▸ **WORK TO COMPLETE**:
From the records, pick out and copy each line containing "pixel".

Dataset records
----

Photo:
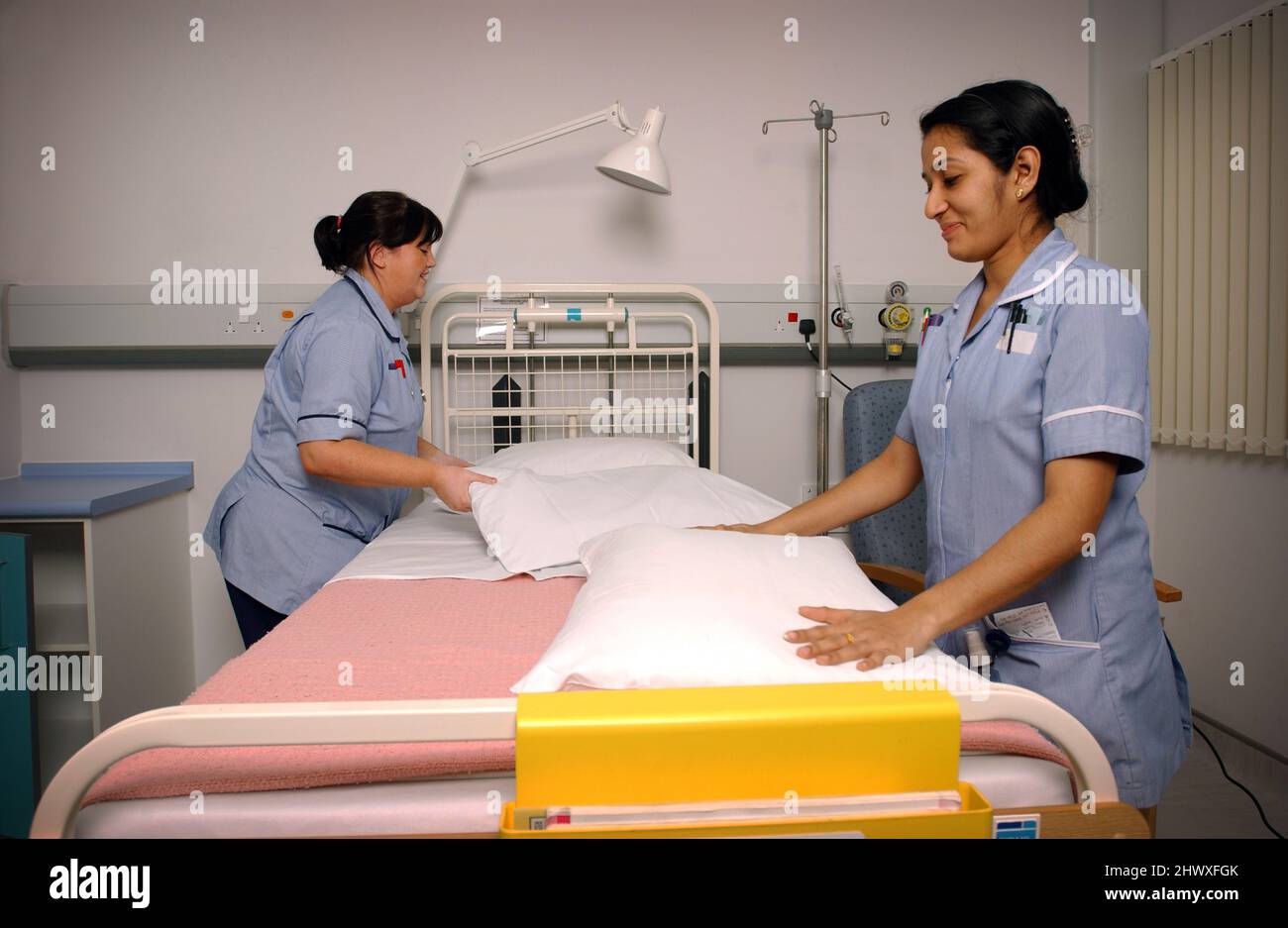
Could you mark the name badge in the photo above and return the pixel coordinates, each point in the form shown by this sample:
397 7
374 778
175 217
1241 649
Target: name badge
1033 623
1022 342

----

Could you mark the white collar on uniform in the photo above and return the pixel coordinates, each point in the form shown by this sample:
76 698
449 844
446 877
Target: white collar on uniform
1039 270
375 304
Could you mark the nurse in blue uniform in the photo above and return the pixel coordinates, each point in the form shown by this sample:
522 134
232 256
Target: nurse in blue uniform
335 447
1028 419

----

▸ **RESPONSE AREA**:
Could you mark the name badge in the photo above and return the pixel coordinates, each point in the form shown by this sample:
Could you mark the white collar on uniform in the photo above and return the pixel coordinates, each point in the form shown by this sample:
Could you mark the nurse in blue uniform in the photo above and return the pixel coordinates, each point in the form shown by this sample:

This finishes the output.